* [Directions] Return the lines of the entries below, unchanged, from the line with "Detect white cabinet door in this photo." up to and including the line with "1178, 0, 1198, 63".

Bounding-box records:
-*-

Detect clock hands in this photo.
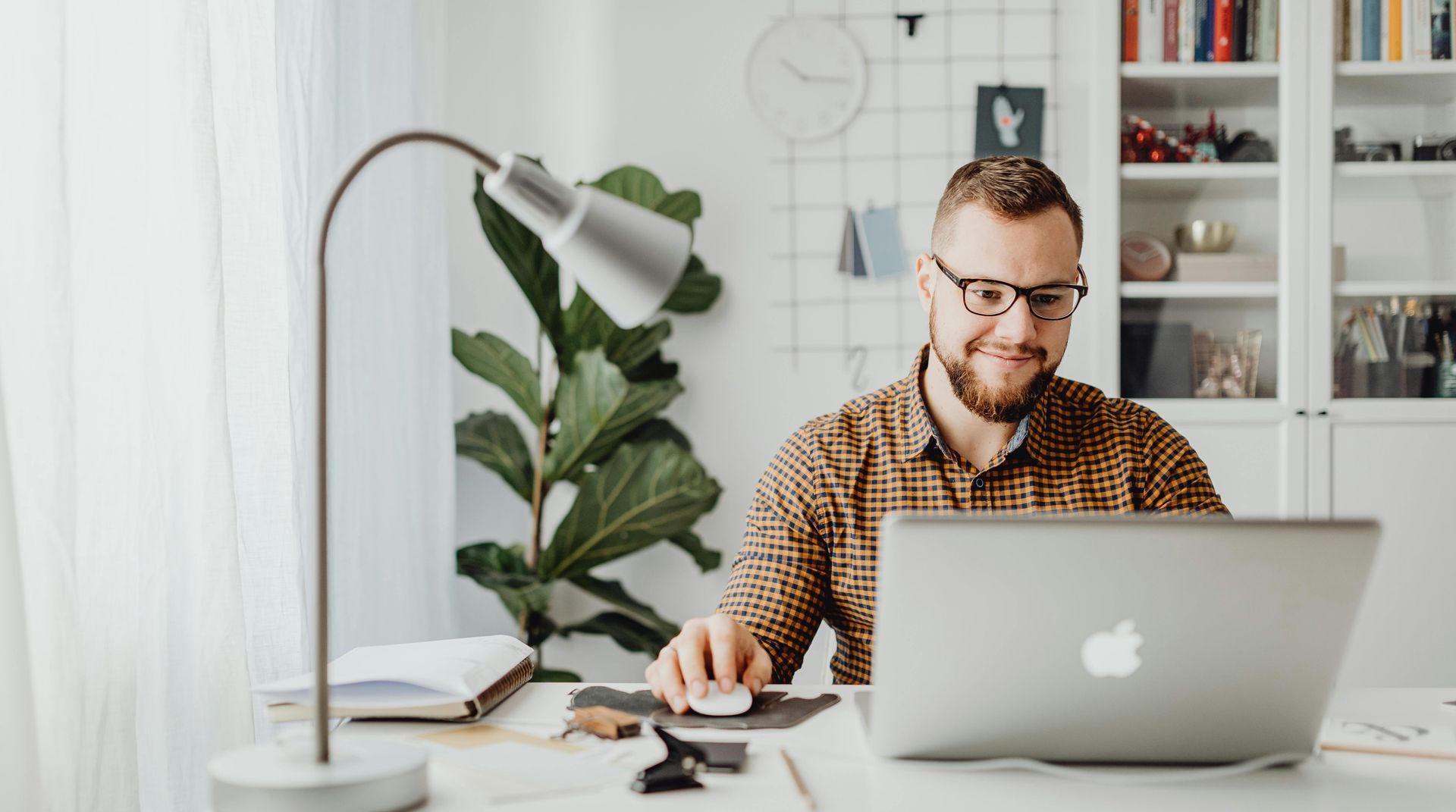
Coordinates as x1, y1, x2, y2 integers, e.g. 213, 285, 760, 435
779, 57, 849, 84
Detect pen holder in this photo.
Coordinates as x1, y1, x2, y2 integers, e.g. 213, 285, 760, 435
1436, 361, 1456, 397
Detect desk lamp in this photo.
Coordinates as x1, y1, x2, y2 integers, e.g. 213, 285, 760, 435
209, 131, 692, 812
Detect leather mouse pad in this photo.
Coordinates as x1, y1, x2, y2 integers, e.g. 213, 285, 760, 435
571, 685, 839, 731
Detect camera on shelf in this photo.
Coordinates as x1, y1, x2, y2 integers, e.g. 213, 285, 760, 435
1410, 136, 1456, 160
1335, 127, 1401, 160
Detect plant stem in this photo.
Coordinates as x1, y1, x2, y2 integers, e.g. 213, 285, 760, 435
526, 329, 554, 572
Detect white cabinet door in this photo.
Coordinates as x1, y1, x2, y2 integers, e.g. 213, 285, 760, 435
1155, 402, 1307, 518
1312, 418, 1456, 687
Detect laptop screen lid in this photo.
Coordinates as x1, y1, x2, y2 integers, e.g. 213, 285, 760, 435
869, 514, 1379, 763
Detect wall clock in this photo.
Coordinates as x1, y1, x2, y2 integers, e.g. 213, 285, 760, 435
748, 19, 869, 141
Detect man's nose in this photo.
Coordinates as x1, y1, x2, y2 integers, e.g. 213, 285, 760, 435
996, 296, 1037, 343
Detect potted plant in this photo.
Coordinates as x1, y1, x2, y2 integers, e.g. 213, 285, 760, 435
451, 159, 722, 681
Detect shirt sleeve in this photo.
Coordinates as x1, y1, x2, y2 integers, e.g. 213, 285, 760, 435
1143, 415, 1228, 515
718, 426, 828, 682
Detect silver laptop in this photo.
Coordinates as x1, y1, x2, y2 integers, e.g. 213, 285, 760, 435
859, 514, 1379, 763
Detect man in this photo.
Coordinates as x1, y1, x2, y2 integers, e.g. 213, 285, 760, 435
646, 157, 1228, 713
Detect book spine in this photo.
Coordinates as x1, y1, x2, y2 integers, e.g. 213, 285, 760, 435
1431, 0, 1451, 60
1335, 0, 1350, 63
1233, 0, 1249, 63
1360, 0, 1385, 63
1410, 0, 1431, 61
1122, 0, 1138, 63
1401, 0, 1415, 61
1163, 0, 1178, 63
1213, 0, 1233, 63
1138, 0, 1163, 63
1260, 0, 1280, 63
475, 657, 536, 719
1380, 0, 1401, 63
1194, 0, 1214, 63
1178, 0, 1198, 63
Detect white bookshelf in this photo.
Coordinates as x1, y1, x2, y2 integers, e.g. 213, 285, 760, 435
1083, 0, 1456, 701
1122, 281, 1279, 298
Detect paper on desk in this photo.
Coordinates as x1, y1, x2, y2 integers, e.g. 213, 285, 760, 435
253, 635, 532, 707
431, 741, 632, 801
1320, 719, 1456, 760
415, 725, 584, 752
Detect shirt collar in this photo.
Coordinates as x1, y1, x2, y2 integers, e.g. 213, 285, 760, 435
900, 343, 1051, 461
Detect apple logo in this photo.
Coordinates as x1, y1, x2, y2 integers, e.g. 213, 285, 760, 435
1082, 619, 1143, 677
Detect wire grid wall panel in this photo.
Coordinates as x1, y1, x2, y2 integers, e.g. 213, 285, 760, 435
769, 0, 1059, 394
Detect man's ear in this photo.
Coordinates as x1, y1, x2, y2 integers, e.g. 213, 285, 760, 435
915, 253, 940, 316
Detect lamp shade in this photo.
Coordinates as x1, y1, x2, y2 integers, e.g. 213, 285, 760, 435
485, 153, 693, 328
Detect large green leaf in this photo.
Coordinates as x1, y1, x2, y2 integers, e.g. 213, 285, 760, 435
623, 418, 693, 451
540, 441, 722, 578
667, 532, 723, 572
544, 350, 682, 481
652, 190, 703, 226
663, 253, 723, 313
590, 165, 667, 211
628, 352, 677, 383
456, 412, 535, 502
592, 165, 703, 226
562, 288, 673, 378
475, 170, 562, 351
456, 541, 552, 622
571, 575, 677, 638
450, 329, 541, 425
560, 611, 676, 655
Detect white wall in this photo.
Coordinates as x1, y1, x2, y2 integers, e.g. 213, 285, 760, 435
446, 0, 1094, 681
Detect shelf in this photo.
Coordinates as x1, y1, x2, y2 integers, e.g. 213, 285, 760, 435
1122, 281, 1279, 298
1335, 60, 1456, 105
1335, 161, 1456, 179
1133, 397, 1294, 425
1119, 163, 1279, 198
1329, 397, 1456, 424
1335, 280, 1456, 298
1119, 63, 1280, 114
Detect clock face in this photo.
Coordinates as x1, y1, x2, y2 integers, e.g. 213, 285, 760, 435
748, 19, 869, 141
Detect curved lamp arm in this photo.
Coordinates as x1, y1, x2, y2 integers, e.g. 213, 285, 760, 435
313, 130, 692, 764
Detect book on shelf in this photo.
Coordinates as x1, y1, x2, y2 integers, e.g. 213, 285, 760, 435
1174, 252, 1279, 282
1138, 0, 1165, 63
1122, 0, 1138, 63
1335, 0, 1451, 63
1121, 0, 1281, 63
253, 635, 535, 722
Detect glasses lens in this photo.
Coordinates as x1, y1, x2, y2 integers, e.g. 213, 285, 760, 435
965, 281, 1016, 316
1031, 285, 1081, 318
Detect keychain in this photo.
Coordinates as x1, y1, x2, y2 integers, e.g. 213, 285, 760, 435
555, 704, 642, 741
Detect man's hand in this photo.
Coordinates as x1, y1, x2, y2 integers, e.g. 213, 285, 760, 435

-*-

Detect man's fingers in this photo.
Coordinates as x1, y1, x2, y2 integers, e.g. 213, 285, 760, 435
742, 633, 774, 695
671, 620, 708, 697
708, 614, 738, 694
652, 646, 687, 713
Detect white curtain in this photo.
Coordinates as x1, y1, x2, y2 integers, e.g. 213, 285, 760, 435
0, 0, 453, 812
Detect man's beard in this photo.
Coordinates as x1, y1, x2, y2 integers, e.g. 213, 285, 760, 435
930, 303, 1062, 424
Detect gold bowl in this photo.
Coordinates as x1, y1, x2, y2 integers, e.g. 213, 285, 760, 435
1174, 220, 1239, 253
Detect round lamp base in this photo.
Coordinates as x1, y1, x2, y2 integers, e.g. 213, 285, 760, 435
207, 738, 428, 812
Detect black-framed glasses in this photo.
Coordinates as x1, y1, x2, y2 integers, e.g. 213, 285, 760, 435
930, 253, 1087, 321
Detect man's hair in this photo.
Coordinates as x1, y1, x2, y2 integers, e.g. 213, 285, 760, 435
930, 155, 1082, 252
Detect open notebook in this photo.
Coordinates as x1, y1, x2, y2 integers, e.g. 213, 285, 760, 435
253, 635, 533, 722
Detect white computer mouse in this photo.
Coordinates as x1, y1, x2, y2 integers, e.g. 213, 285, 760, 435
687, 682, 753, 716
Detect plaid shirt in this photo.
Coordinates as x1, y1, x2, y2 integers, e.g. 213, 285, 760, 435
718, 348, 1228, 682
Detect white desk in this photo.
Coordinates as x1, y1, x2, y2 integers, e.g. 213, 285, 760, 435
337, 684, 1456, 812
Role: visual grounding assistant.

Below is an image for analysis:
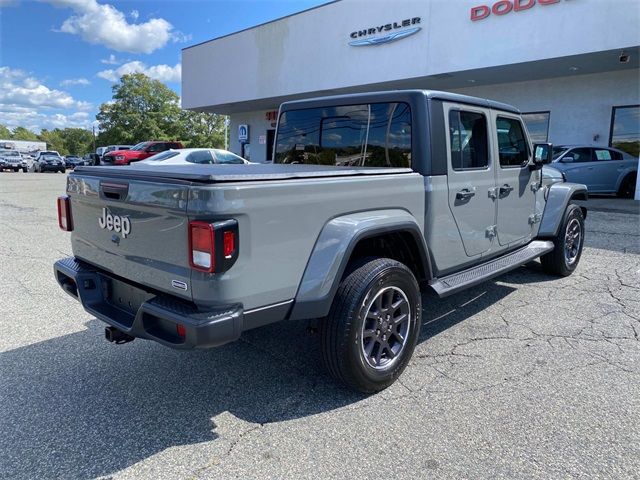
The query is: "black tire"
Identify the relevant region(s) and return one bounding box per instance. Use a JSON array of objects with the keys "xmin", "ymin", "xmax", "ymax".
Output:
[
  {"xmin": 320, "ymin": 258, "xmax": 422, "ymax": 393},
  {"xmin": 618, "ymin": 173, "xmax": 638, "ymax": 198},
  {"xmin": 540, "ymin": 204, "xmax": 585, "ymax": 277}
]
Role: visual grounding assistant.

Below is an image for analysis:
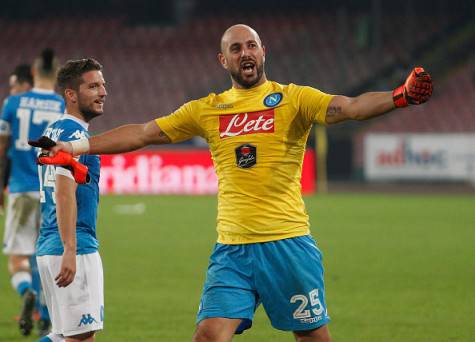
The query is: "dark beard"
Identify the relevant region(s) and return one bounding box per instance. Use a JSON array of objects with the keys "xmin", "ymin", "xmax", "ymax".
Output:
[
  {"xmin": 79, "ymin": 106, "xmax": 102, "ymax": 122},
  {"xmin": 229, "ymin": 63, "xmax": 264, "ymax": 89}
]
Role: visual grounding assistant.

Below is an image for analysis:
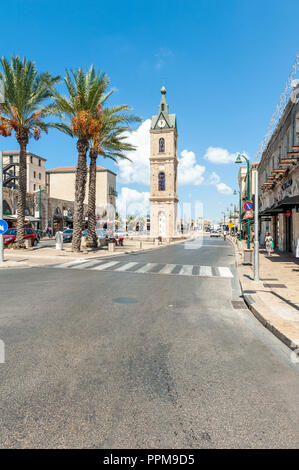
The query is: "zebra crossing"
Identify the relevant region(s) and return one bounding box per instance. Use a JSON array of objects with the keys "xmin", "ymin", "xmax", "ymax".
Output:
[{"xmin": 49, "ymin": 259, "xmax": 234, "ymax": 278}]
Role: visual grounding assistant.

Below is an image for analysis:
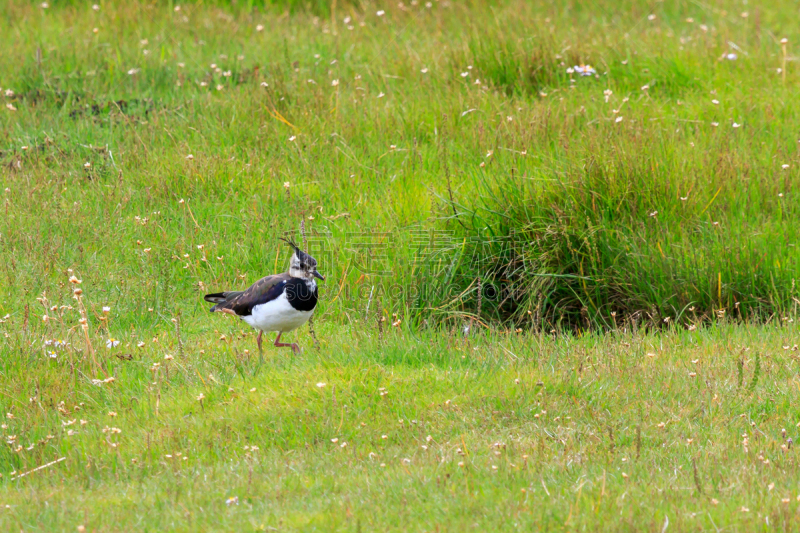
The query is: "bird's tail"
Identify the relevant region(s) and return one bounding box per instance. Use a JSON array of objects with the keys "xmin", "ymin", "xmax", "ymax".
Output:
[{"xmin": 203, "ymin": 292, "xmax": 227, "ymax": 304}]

-*-

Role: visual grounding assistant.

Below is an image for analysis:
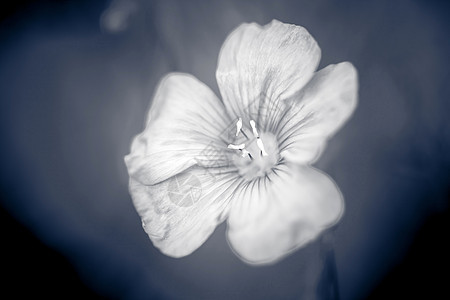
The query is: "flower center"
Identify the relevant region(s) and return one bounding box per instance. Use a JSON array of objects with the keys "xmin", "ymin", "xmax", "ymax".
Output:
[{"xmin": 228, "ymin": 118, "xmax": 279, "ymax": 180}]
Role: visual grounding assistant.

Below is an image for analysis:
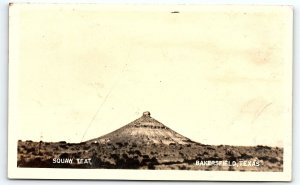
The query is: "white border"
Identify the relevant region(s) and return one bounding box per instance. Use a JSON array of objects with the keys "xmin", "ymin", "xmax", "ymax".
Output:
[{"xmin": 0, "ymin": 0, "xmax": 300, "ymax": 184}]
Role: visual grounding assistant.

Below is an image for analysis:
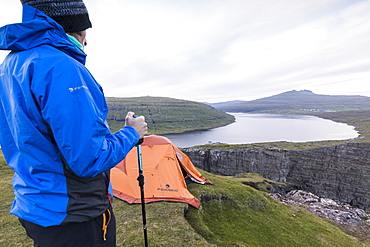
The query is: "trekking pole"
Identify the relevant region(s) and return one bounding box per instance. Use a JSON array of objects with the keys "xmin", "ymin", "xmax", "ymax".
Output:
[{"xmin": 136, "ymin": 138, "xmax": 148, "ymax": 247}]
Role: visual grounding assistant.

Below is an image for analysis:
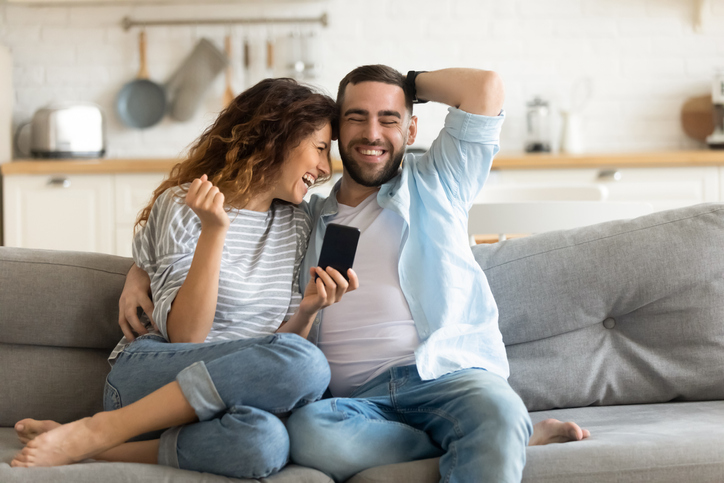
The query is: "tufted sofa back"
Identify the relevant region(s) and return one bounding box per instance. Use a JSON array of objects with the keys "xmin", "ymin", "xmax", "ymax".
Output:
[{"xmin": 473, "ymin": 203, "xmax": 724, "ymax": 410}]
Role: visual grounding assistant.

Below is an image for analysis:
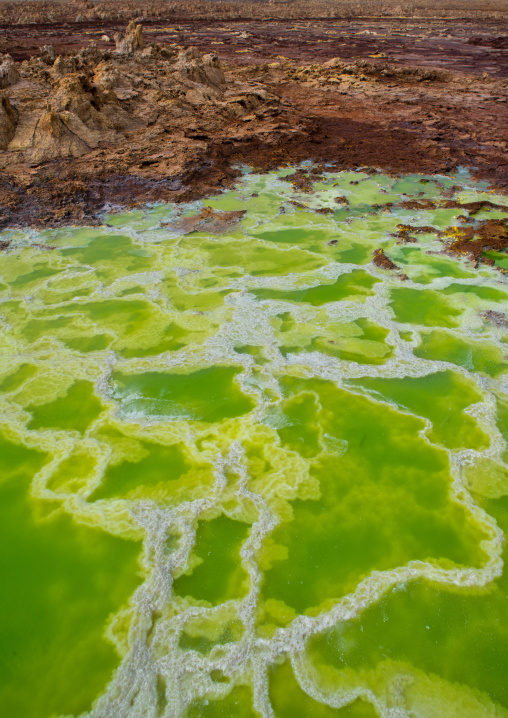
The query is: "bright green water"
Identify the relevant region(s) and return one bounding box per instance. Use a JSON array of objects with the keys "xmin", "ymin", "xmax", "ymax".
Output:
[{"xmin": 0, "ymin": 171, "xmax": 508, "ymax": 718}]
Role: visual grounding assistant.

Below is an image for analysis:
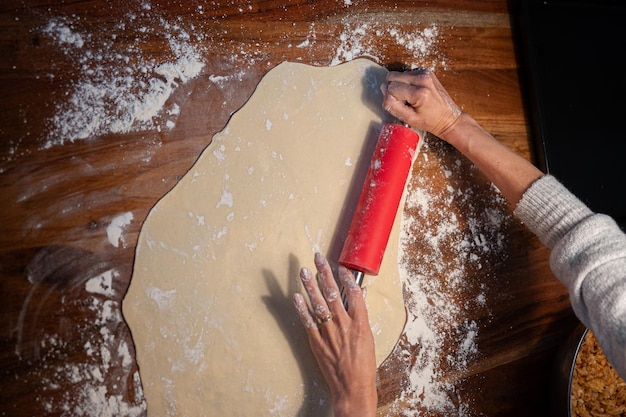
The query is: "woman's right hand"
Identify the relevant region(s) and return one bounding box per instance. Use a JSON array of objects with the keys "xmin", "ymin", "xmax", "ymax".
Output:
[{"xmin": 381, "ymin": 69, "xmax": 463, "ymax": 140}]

-*-

* [In response]
Detect white cabinet door in this photo.
Coordinates as x1, y1, x2, y2 integers, e.g. 213, 285, 760, 435
1155, 402, 1307, 518
1312, 418, 1456, 687
Detect laptop screen lid in this photo.
Coordinates as x1, y1, x2, y2 integers, e.g. 213, 285, 760, 435
869, 514, 1379, 763
Detect wall clock in this photo.
Coordinates as x1, y1, x2, y2 integers, e.g. 213, 285, 760, 435
748, 19, 869, 141
Detect man's nose in this photo.
Coordinates as x1, y1, x2, y2 integers, e.g. 213, 285, 760, 435
996, 296, 1037, 343
Detect potted plant in this photo.
Coordinates as x1, y1, x2, y2 integers, e.g. 213, 285, 760, 435
451, 159, 722, 681
Detect shirt sleeve in this photo.
Coordinates as x1, y1, x2, y2 integers, e.g. 213, 285, 760, 435
1143, 415, 1228, 515
718, 426, 828, 682
Detect silver laptop in this photo.
Coordinates as x1, y1, x2, y2 integers, e.g. 213, 285, 760, 435
859, 514, 1379, 763
Detect man in this photo.
Coordinates as x1, y1, x2, y2 integers, e.g. 213, 285, 760, 435
646, 157, 1228, 713
Detect book spine in this photo.
Coordinates as x1, y1, x2, y2 integers, e.g. 213, 285, 760, 435
1431, 0, 1451, 60
1335, 0, 1350, 63
1233, 0, 1249, 63
1360, 0, 1385, 63
1410, 0, 1431, 61
1122, 0, 1138, 63
1401, 0, 1415, 61
1163, 0, 1178, 63
1213, 0, 1233, 63
1138, 0, 1163, 63
1260, 0, 1280, 63
475, 657, 536, 719
1380, 0, 1401, 63
1194, 0, 1214, 63
1178, 0, 1198, 63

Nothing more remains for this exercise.